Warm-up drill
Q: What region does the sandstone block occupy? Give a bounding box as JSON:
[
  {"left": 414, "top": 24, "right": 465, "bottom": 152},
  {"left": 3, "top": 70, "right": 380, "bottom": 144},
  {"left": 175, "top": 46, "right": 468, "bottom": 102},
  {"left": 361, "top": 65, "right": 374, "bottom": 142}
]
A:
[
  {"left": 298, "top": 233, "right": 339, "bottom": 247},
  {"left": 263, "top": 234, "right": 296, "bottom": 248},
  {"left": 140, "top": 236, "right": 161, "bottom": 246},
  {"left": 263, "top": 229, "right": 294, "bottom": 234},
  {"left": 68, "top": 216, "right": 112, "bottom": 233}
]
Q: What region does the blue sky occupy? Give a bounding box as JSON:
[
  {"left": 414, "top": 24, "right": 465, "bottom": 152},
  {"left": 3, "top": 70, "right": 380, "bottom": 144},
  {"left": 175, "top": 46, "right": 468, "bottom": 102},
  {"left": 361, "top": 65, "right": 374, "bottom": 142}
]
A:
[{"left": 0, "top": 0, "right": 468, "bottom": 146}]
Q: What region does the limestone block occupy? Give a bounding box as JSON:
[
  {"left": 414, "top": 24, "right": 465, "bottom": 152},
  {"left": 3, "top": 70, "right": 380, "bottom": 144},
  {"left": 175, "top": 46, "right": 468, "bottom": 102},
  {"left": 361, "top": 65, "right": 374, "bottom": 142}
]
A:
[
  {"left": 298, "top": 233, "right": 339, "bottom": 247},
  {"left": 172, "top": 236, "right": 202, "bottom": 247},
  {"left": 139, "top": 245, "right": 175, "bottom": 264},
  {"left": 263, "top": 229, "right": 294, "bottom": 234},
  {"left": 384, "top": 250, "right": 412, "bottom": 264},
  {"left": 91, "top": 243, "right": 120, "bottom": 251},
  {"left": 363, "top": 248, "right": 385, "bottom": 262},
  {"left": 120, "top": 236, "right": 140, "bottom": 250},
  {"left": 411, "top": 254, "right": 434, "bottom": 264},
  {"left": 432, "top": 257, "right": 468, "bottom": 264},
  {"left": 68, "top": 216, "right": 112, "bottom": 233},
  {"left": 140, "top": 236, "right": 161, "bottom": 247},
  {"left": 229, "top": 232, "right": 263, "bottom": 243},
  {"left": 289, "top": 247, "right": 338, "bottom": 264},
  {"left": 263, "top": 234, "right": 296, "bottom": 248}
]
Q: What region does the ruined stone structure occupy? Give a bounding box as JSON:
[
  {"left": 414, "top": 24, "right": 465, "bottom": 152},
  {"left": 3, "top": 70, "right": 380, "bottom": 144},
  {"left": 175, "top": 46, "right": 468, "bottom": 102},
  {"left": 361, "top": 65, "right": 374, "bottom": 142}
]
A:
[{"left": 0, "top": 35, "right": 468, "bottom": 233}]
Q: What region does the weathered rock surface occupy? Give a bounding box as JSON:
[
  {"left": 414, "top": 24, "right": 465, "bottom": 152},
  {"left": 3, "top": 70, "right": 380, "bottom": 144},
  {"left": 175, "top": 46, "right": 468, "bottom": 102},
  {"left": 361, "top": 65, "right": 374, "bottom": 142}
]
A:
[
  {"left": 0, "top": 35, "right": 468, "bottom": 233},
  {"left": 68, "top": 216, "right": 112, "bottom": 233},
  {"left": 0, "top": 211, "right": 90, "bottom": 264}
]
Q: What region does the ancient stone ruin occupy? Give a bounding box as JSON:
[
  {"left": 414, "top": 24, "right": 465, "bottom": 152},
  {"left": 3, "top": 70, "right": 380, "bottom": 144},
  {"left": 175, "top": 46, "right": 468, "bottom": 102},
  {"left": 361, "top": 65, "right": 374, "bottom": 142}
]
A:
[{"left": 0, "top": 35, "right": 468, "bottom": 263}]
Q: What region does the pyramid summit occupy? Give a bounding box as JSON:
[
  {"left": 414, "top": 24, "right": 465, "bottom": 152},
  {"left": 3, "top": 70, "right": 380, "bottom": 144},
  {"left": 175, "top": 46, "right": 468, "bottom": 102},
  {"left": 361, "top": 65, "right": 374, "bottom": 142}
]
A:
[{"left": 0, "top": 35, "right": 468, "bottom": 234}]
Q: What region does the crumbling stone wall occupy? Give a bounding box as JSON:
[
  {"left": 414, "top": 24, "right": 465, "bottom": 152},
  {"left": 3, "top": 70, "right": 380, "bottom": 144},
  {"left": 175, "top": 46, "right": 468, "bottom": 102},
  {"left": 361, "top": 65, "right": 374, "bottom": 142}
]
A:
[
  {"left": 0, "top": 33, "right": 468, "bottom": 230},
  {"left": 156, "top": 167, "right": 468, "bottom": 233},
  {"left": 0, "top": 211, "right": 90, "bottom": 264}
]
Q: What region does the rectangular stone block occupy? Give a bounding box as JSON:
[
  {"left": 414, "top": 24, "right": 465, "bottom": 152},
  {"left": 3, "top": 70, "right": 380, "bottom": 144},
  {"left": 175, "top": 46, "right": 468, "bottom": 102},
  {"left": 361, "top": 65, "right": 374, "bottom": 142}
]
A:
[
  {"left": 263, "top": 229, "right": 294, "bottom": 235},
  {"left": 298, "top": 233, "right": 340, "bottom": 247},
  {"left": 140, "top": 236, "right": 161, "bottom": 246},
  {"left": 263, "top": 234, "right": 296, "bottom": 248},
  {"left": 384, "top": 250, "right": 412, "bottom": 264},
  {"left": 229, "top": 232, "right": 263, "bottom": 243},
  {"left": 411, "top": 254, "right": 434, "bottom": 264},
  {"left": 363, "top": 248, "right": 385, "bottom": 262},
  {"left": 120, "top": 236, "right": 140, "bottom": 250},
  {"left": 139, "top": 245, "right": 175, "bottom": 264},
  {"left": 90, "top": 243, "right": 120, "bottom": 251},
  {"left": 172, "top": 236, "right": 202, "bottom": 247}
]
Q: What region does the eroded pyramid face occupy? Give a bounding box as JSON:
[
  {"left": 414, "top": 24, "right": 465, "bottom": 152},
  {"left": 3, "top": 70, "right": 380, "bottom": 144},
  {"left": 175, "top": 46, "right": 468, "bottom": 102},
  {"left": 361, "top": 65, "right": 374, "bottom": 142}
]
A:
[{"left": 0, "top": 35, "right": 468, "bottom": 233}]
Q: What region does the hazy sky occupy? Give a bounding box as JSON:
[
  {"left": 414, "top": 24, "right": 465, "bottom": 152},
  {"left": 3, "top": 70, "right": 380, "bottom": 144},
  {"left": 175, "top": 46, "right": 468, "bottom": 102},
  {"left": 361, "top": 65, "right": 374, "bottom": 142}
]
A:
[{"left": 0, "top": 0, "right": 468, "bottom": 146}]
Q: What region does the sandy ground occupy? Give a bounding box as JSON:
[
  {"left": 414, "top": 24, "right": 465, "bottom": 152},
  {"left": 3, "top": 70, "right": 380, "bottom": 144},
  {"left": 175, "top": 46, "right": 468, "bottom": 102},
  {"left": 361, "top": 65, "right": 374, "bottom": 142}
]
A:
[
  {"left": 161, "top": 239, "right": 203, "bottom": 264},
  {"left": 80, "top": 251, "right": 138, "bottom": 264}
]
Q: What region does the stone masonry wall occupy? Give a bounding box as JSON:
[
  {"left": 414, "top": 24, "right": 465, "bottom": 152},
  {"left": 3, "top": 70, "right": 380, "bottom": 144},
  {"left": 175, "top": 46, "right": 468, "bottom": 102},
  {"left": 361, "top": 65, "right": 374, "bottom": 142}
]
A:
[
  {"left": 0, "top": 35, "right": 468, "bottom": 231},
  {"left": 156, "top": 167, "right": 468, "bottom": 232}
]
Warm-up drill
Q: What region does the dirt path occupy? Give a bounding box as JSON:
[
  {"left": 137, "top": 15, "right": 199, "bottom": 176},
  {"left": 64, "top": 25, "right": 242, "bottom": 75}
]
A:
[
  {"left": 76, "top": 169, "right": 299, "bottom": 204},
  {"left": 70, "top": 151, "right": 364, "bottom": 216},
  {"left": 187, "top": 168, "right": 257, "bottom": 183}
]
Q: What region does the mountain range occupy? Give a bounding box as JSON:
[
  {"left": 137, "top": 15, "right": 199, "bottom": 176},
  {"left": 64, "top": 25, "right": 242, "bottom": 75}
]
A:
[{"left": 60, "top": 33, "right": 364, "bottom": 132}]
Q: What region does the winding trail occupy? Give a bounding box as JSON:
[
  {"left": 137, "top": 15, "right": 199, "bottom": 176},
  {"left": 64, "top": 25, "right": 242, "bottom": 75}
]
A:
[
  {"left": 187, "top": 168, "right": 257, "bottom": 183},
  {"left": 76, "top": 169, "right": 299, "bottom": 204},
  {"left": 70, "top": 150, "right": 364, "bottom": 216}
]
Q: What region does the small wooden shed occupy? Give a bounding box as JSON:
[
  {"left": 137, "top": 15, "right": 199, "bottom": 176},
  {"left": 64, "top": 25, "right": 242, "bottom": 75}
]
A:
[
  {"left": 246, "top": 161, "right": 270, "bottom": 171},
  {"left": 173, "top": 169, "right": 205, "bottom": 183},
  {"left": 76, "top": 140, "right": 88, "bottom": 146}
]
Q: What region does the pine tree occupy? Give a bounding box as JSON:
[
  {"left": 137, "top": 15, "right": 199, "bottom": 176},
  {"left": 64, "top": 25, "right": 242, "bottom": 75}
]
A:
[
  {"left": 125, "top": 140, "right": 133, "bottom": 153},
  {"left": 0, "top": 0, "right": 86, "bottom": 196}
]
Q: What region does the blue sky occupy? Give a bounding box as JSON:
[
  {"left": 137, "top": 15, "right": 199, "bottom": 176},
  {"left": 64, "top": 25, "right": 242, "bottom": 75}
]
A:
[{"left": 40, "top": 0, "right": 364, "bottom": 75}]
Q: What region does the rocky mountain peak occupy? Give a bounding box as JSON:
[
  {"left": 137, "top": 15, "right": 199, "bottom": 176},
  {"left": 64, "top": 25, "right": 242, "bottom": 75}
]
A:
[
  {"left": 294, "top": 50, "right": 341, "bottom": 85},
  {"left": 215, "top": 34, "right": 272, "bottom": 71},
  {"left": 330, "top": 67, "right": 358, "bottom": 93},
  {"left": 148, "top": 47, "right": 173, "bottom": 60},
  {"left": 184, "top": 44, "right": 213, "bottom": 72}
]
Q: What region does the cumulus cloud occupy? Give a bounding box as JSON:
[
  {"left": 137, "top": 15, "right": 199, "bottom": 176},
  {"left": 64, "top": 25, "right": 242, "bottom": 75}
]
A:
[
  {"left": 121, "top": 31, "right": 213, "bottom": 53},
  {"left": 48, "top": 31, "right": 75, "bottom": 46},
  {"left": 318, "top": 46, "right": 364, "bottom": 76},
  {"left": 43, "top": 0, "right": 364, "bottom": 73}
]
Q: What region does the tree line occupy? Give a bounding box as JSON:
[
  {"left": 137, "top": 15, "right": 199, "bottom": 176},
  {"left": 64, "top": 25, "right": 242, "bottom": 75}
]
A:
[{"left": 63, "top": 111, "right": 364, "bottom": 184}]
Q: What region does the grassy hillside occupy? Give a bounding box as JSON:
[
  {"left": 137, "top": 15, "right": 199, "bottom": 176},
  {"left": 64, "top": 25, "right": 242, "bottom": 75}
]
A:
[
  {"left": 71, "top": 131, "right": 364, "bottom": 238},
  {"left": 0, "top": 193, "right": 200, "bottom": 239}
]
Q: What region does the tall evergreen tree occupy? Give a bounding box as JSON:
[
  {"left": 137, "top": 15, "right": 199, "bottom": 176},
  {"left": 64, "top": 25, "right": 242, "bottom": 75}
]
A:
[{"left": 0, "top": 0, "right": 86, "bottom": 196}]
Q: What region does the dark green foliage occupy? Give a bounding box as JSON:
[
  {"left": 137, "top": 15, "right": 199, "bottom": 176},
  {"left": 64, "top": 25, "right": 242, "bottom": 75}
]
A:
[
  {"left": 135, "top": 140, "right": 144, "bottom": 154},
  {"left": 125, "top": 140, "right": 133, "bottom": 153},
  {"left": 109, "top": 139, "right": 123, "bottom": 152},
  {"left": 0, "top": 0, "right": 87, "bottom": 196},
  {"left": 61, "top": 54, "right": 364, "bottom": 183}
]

---------------

Write out every line in the records above that contains the word "block".

Q: What region does the sandstone block occupy? Give a bounding box as JSON:
Q: What region does the limestone block occupy? Give a bounding box as JSON:
Q: What region does the rectangular stone block occupy? Give a bounding box as JSON:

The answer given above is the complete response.